- [Reading text]
Obama Approves 13,000 Support Troops to Afghanistan
By VOA News
13 October 2009
A major U.S. newspaper says President Barack Obama has authorized the deployment of at least 13,000 additional support troops to Afghanistan.
The Washington Post reported Tuesday that the Pentagon is deploying the 13,000 new troops in addition to the 21,000 extra combat soldiers approved by Mr. Obama in March. Officials stress that the latest deployment is made up of support troops, such as engineers, medical personnel and intelligence experts, rather than combat troops.
Pentagon officials say the increase of support troops in Afghanistan should not come as a surprise. U.S. presidential administrations have not routinely publicized large deployments of support troops to Afghanistan and Iraq.
For example, former President George W. Bush spoke only of 20,000 combat troops when announcing the Iraq surge and did not mention the 8,000 support troops that would also travel to Iraq.
On Sunday, a key Democratic U.S. lawmaker said he does not support sending more troops into Afghanistan - a request made by the top U.S. commander there.
Chairman of the Senate Armed Services Committee Senator Carl Levin added that forming a better strategy in Afghanistan is more important than increasing the number of U.S. troops in that country.
But other members of Levin's party, as well as a majority of Republicans, say Afghan security and governance cannot be improved without more troops on the ground.
General Stanley McChrystal has warned that the United States could lose the fight against Taliban insurgents unless more U.S. forces are deployed, a decision that falls on President Barack Obama.
President Obama has been meeting with senior political and military advisers at the White House for a series of strategy sessions to discuss the way forward in the eight-year-old conflict.
U.S. casualties in Afghanistan have risen sharply in recent months, amid more aggressive operations against the Taliban and other militant groups. Opinion polls show the war is steadily losing support among the American public.
Some information for this report was provided by AFP.

- [Region descriptions in natural language]

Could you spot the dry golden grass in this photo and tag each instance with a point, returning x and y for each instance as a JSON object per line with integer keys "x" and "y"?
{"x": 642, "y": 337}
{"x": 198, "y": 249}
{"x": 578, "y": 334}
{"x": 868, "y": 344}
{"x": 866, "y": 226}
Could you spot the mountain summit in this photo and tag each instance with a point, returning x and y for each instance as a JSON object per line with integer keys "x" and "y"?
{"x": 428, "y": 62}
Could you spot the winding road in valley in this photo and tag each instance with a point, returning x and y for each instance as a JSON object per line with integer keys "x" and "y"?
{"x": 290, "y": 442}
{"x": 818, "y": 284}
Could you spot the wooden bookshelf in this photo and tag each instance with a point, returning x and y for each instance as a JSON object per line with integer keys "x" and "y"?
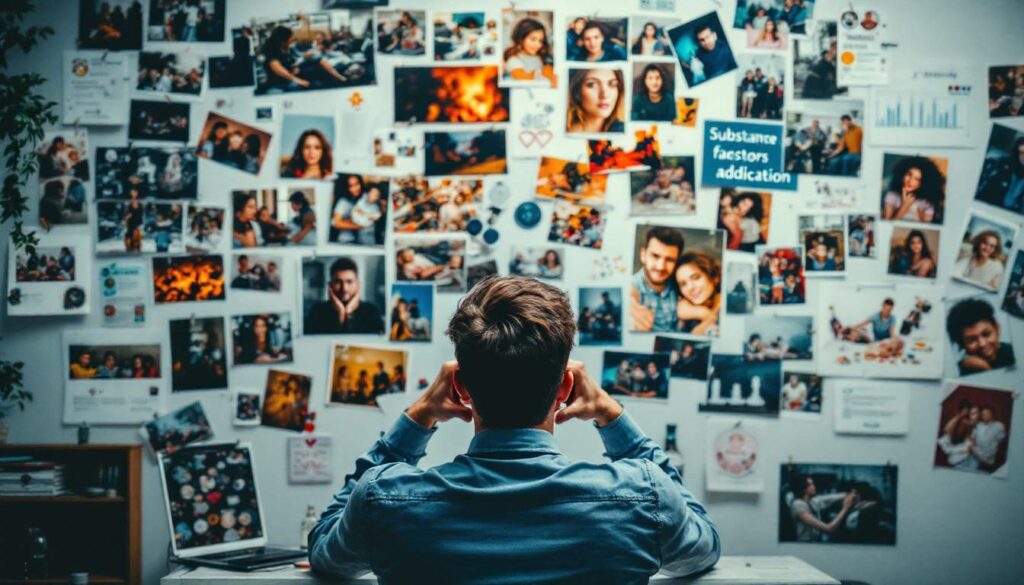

- [How to complete this task] Condense the paragraph of the news report on the Afghanistan troop deployment that begins "The Washington Post reported Tuesday" into a shorter version that keeps its main facts.

- [Written response] The Washington Post reported Tuesday that the Pentagon is sending 13,000 new troops on top of the 21,000 extra combat soldiers Mr. Obama approved in March. Officials stress that these are support troops, such as engineers, medical personnel and intelligence experts, not combat troops.